# WHAT IS EXPECTED:
Please render the stretch from the line containing "label the house" through the final line as a numbered list, leaving out any blank lines.

# TASK MATERIAL:
======

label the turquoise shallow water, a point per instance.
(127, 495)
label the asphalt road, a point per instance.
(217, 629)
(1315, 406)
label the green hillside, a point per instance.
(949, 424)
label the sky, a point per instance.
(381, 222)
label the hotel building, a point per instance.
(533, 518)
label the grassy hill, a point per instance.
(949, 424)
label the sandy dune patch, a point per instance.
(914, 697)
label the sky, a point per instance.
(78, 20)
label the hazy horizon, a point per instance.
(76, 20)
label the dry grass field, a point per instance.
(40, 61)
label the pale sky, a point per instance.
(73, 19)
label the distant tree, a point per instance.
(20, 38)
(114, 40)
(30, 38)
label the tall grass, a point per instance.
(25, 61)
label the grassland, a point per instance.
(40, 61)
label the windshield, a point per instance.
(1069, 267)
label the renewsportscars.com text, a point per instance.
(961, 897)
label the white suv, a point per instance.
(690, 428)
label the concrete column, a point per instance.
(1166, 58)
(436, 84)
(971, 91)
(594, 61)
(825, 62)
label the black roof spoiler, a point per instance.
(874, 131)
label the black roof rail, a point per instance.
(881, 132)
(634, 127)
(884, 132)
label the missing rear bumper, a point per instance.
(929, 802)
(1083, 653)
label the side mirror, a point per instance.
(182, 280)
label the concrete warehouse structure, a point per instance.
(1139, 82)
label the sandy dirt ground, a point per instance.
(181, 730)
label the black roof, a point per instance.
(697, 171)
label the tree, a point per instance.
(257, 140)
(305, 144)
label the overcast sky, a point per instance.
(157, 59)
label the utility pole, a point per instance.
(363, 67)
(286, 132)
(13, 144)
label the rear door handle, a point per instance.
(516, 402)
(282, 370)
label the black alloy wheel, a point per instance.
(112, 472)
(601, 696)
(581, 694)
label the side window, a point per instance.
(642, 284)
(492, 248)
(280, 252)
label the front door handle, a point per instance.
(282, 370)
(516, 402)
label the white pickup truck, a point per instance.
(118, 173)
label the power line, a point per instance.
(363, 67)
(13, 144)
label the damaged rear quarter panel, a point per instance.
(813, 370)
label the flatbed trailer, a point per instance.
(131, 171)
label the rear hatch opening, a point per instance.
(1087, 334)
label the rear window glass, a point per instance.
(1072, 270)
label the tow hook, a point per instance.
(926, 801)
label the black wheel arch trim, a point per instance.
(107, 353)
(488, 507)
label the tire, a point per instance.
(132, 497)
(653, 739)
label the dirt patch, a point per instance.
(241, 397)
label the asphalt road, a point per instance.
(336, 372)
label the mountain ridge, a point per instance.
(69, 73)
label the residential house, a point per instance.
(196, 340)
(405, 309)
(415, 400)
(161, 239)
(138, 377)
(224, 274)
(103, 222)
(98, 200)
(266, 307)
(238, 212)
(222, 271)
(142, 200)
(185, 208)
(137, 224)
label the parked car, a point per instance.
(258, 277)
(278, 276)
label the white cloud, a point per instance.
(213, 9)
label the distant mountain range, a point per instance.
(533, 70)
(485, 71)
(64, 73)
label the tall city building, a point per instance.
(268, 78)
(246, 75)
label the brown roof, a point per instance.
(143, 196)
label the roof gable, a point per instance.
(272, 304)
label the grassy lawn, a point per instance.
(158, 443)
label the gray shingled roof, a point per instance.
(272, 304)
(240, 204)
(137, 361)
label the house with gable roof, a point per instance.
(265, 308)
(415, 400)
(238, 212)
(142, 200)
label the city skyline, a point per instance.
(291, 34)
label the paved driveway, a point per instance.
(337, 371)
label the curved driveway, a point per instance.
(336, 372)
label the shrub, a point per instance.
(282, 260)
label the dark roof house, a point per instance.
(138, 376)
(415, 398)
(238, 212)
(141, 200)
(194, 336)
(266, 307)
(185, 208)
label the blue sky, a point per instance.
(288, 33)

======

# COMPLETE OUTPUT:
1. label the house with gable roof, a point per instance.
2. (265, 308)
3. (415, 400)
4. (238, 212)
5. (142, 200)
6. label the city skyline, a point per instance.
7. (291, 34)
8. label the paved driveway, a point per instance.
9. (337, 371)
10. label the curved driveway, a point per instance.
11. (336, 372)
12. label the shrub, a point per instance.
13. (282, 260)
14. label the dark roof house, a point per instance.
15. (138, 376)
16. (415, 398)
17. (238, 212)
18. (141, 200)
19. (194, 336)
20. (266, 307)
21. (185, 208)
22. label the blue sky, a point per instance.
23. (288, 33)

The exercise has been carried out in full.